*EXERCISE*
Rewrite each line of the records below as one item in a numbered list, omitting blank lines and the pictures.

*RECORDS SHOWN*
******************************

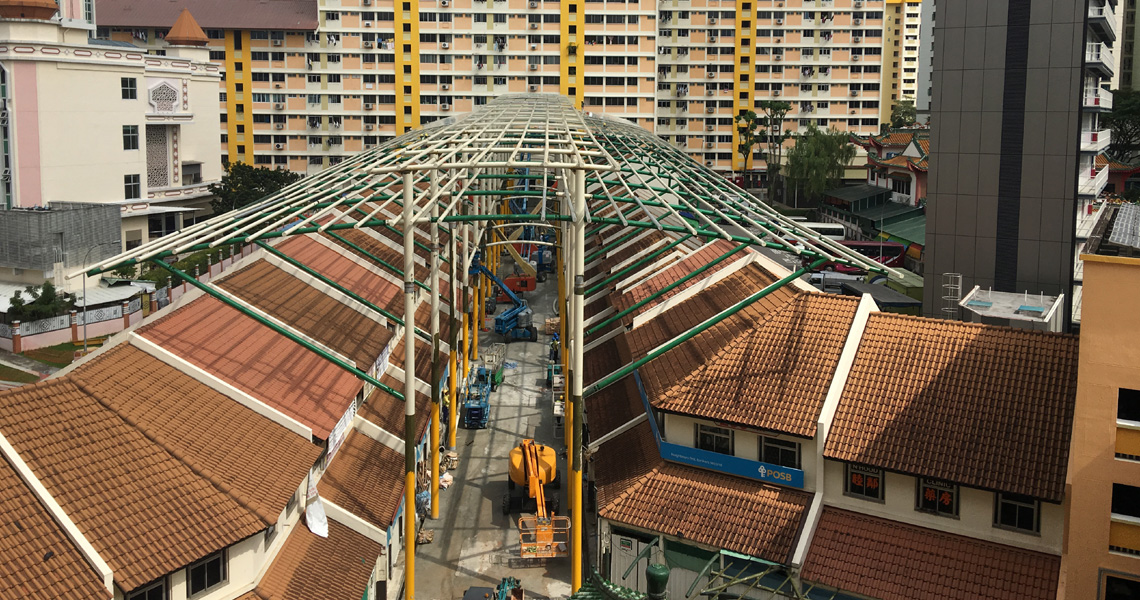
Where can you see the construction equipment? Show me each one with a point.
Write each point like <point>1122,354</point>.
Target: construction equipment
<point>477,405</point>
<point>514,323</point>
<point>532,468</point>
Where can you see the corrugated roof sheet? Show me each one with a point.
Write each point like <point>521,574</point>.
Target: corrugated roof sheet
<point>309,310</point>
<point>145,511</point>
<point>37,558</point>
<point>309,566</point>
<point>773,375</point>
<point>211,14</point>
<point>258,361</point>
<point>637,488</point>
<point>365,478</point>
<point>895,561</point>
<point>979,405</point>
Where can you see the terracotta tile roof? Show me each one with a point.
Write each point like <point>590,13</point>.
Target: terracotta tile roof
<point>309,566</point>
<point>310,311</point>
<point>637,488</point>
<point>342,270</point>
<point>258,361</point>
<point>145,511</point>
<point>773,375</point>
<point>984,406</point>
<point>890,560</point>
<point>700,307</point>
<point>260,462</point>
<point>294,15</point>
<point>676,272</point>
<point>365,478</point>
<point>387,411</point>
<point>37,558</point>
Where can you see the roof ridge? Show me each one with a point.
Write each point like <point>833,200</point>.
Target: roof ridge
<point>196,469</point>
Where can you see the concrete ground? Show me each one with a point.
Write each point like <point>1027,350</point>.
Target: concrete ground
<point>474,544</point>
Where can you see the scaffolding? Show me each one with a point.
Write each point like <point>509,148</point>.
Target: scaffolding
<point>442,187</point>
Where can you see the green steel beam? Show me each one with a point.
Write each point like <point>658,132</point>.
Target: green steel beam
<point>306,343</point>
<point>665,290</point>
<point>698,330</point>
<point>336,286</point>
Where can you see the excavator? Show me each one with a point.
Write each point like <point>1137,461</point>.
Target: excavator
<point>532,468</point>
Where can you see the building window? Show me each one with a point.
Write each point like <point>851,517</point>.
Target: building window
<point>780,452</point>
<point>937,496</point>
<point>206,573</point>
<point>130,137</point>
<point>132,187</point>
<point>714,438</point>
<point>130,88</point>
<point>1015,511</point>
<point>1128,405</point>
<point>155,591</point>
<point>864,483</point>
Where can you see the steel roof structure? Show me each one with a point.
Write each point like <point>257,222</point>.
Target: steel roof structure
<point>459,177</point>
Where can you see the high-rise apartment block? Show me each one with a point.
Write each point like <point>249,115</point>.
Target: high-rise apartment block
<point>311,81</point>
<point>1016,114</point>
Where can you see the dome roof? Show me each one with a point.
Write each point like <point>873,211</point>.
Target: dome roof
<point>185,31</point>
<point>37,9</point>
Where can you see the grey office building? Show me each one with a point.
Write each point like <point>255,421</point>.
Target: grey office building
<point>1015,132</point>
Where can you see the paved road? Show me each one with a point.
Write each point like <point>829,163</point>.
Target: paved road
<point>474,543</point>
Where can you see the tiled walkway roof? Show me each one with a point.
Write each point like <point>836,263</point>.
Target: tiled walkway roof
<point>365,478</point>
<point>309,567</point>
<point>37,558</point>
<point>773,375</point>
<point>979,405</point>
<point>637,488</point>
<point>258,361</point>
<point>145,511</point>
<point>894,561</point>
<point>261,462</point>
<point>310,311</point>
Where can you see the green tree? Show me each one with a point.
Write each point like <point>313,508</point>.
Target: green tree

******************************

*WRITTEN ANSWER*
1. Where can you see the construction equipment? Show me each one with a point.
2. Write each point like <point>1122,354</point>.
3. Target: construction equipment
4. <point>477,405</point>
5. <point>514,323</point>
6. <point>532,468</point>
7. Where can you see the corrugated roof sheet? Show me each one with a point.
8. Write each point like <point>521,574</point>.
9. Target: corrugated roof sheet
10. <point>309,310</point>
11. <point>145,511</point>
12. <point>37,558</point>
13. <point>309,566</point>
14. <point>773,375</point>
15. <point>211,14</point>
16. <point>258,361</point>
17. <point>637,488</point>
18. <point>365,478</point>
19. <point>895,561</point>
20. <point>979,405</point>
21. Where can you see the terracotta tile roof? Show me each one with a point.
22. Write each point like <point>590,13</point>.
23. Target: terracotta tile roof
24. <point>309,566</point>
25. <point>310,311</point>
26. <point>637,488</point>
27. <point>342,270</point>
28. <point>258,361</point>
29. <point>145,511</point>
30. <point>773,375</point>
31. <point>984,406</point>
32. <point>890,560</point>
33. <point>700,307</point>
34. <point>260,462</point>
35. <point>294,15</point>
36. <point>676,272</point>
37. <point>365,478</point>
38. <point>387,411</point>
39. <point>37,558</point>
40. Where can you see the roof ridge? Show me each one with a point.
41. Write each point like <point>833,200</point>.
42. Target: roof ridge
43. <point>196,469</point>
44. Where can you see the concrete ground? Show me each one with a point.
45. Write each point like <point>1027,350</point>.
46. Target: concrete ground
47. <point>474,544</point>
48. Where can you see the scaffolding? Show me each one with a point.
49. Write each point like <point>509,148</point>.
50. Target: scaffolding
51. <point>442,187</point>
52. Where can you see the green steel beam? Show me each one with a point.
53. Write each point like <point>658,132</point>.
54. Target: green steel beam
55. <point>306,343</point>
56. <point>665,290</point>
57. <point>698,330</point>
58. <point>336,286</point>
59. Where can you see the excavator? Show me each one with a point.
60. Write each point like <point>1137,461</point>.
61. Target: excavator
62. <point>532,468</point>
63. Where can you see the building window? Show me each one with a point.
64. Write each point like <point>851,517</point>.
65. Target: building window
66. <point>780,452</point>
67. <point>937,496</point>
68. <point>206,573</point>
69. <point>130,137</point>
70. <point>132,187</point>
71. <point>714,438</point>
72. <point>130,88</point>
73. <point>1015,511</point>
74. <point>1128,405</point>
75. <point>155,591</point>
76. <point>864,483</point>
77. Where can you see the steel roof structure? Show me each one with a point.
78. Write each point like <point>257,222</point>.
79. Target: steel roof structure
80. <point>459,177</point>
81. Where can you see the high-rise apartment block? Show me each one with a point.
82. Write each point like <point>249,115</point>.
83. Target: high-rise apartment block
84. <point>311,81</point>
85. <point>1016,114</point>
86. Where can you see the dome roof? Show me each one with a point.
87. Write each point like <point>873,211</point>.
88. Target: dome roof
89. <point>185,31</point>
90. <point>37,9</point>
91. Where can you see the grey office building? Show me each one with a point.
92. Write each point like <point>255,421</point>.
93. Target: grey office building
94. <point>1015,132</point>
95. Where can you see the paved road? Show me each one with a point.
96. Write each point like <point>829,163</point>.
97. Target: paved road
98. <point>474,543</point>
99. Where can you see the tiled walkway roof? Show me each one with a point.
100. Write each point like <point>836,263</point>.
101. Target: tiled walkway roof
102. <point>365,478</point>
103. <point>309,567</point>
104. <point>37,558</point>
105. <point>773,375</point>
106. <point>979,405</point>
107. <point>637,488</point>
108. <point>258,361</point>
109. <point>145,511</point>
110. <point>894,561</point>
111. <point>261,462</point>
112. <point>310,311</point>
113. Where can you see the green tree? Show me each one with a point.
114. Write each point like <point>313,508</point>.
115. Target: green tree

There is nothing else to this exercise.